··· Exercise data ···

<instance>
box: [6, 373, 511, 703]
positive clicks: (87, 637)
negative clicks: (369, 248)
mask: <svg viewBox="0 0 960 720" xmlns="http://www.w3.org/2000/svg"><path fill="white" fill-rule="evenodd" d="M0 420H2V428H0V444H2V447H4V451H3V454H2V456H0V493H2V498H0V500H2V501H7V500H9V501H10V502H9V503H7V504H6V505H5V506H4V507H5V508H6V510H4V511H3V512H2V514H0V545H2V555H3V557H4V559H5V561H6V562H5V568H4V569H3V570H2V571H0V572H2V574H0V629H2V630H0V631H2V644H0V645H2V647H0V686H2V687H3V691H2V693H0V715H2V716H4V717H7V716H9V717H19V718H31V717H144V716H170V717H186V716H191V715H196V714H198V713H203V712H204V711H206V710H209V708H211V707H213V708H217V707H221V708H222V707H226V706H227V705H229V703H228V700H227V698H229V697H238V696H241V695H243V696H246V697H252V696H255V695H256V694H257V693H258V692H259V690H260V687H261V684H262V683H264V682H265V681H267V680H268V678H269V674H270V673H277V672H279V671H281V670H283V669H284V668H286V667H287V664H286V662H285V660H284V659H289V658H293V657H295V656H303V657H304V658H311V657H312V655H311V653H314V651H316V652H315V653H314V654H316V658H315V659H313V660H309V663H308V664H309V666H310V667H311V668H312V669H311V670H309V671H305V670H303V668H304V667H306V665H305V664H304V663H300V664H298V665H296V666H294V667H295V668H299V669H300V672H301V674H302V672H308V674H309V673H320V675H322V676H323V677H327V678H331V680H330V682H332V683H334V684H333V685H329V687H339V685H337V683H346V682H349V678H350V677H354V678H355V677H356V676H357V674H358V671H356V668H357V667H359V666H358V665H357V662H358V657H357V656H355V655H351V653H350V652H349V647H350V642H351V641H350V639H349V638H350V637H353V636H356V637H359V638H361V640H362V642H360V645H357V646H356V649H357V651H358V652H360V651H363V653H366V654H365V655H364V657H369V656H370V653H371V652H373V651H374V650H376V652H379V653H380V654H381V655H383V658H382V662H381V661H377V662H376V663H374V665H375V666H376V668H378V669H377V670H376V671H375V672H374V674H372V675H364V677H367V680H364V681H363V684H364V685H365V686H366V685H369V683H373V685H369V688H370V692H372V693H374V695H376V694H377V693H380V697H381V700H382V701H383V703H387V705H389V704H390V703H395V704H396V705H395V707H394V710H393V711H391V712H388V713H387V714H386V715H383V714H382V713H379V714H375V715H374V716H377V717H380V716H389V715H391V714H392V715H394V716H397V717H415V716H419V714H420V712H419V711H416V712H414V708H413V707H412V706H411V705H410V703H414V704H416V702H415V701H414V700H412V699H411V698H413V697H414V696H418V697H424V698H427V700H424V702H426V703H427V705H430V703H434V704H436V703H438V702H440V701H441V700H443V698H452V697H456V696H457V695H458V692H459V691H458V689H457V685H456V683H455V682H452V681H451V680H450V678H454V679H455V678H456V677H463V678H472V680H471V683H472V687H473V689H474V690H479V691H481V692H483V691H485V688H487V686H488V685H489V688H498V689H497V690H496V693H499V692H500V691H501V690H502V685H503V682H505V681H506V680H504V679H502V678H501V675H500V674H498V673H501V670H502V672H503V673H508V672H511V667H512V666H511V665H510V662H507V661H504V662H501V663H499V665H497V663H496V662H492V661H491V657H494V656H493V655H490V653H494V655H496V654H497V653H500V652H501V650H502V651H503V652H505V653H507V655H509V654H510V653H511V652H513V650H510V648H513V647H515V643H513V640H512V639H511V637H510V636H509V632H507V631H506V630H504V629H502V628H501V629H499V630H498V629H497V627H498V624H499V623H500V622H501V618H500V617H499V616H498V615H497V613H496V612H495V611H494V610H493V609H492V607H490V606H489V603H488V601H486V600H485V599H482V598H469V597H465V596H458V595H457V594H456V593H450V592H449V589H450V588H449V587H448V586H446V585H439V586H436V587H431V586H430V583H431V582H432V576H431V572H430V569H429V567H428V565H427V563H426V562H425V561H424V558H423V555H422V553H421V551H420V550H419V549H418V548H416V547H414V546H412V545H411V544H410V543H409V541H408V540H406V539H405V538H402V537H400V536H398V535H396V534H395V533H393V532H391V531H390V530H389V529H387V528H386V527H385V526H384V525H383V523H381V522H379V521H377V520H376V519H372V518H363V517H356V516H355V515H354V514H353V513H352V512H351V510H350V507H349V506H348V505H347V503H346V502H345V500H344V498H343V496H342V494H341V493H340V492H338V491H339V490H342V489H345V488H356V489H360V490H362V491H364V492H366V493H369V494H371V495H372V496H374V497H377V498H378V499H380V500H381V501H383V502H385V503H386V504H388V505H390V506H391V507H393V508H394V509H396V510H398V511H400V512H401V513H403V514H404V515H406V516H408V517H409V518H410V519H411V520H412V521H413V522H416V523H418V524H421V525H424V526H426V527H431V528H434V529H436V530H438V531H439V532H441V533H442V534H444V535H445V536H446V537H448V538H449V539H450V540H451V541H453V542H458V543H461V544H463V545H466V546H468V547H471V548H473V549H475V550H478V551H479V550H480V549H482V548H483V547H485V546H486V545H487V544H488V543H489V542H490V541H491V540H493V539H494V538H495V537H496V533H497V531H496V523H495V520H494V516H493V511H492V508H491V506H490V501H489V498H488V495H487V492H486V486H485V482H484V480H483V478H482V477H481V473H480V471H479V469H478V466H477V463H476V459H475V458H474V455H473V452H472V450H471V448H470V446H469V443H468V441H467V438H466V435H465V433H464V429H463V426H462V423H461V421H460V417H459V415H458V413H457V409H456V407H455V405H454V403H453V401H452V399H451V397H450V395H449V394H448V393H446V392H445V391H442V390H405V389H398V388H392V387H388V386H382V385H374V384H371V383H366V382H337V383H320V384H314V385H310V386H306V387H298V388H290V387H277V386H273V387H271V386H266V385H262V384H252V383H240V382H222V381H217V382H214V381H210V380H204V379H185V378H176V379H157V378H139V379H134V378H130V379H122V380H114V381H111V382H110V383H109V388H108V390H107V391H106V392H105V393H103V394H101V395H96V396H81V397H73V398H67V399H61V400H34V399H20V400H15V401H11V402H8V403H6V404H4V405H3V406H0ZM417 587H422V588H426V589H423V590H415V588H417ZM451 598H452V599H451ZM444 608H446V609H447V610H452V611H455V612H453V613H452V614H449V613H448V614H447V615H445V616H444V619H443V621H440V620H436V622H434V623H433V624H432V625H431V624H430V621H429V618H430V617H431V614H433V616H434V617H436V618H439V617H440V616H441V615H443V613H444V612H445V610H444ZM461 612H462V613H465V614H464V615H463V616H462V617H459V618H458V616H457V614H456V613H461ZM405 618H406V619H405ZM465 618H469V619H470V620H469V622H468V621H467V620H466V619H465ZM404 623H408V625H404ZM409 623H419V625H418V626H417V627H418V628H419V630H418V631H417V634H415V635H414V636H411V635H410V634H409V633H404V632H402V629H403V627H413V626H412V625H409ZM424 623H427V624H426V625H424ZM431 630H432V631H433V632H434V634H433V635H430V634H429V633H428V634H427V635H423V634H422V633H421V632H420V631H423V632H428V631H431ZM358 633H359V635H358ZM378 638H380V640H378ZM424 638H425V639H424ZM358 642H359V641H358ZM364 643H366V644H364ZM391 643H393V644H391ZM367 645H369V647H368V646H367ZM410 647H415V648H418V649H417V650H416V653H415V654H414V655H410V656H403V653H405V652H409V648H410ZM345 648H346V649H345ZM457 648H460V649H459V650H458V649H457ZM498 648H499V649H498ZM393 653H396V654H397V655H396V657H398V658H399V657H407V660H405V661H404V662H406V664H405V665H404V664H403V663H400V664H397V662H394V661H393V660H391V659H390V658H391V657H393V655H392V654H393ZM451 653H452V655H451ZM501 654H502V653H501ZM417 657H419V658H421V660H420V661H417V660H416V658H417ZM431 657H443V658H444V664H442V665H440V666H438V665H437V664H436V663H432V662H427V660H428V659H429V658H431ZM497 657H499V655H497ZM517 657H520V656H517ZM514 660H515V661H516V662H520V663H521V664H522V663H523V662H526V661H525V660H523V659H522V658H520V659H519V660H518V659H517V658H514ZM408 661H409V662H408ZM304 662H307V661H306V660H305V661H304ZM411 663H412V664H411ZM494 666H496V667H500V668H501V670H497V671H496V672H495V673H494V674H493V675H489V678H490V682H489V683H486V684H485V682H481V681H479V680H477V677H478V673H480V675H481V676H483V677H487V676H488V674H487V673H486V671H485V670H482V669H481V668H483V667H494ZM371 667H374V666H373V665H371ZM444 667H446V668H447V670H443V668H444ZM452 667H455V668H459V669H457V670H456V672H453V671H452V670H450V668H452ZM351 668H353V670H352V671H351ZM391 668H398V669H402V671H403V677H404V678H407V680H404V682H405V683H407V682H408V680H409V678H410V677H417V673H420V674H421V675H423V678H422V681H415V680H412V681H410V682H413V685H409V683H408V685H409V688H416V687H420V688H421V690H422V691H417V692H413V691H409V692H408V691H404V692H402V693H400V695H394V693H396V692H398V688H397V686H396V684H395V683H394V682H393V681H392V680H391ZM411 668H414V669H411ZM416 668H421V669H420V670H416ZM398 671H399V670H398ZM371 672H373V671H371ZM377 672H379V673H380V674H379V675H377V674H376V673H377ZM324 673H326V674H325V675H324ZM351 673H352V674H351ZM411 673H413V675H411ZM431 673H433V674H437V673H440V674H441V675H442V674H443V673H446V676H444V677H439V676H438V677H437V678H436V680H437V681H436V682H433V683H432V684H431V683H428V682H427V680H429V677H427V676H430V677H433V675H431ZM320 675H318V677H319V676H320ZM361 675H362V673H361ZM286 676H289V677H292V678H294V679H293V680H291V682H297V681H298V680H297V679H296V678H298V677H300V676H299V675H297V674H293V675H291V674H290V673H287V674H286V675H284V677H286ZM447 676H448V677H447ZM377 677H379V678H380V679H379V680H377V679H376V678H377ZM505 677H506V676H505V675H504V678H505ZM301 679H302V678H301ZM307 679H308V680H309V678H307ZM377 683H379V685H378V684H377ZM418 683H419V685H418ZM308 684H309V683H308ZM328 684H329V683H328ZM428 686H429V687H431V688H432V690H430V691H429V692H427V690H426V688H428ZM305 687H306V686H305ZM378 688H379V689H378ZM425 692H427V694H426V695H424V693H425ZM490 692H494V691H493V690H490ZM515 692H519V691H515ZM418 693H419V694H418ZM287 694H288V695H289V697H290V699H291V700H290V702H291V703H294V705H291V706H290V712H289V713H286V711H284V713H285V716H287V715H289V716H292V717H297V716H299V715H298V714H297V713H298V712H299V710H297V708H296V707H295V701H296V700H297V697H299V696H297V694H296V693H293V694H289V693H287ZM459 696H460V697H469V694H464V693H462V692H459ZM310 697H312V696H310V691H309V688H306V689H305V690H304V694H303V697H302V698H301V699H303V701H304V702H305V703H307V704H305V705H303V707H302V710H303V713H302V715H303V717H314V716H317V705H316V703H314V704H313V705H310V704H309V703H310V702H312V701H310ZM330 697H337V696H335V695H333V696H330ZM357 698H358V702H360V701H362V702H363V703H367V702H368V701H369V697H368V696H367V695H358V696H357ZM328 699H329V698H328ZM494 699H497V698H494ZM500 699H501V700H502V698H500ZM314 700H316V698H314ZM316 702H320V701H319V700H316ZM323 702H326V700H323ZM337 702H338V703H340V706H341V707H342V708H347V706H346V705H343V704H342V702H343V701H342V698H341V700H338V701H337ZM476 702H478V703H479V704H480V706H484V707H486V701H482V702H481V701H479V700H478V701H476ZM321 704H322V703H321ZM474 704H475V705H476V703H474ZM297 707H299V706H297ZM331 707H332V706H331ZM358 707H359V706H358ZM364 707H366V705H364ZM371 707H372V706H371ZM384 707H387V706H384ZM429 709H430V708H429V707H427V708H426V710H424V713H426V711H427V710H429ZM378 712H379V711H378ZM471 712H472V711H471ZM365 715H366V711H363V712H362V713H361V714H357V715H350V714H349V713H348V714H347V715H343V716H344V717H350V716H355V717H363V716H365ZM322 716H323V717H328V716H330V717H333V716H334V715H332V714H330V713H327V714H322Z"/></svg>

···

= Exercise details =
Copy every line of the records above that holds the word "clicks".

= Solution for this task =
positive clicks: (87, 637)
negative clicks: (369, 248)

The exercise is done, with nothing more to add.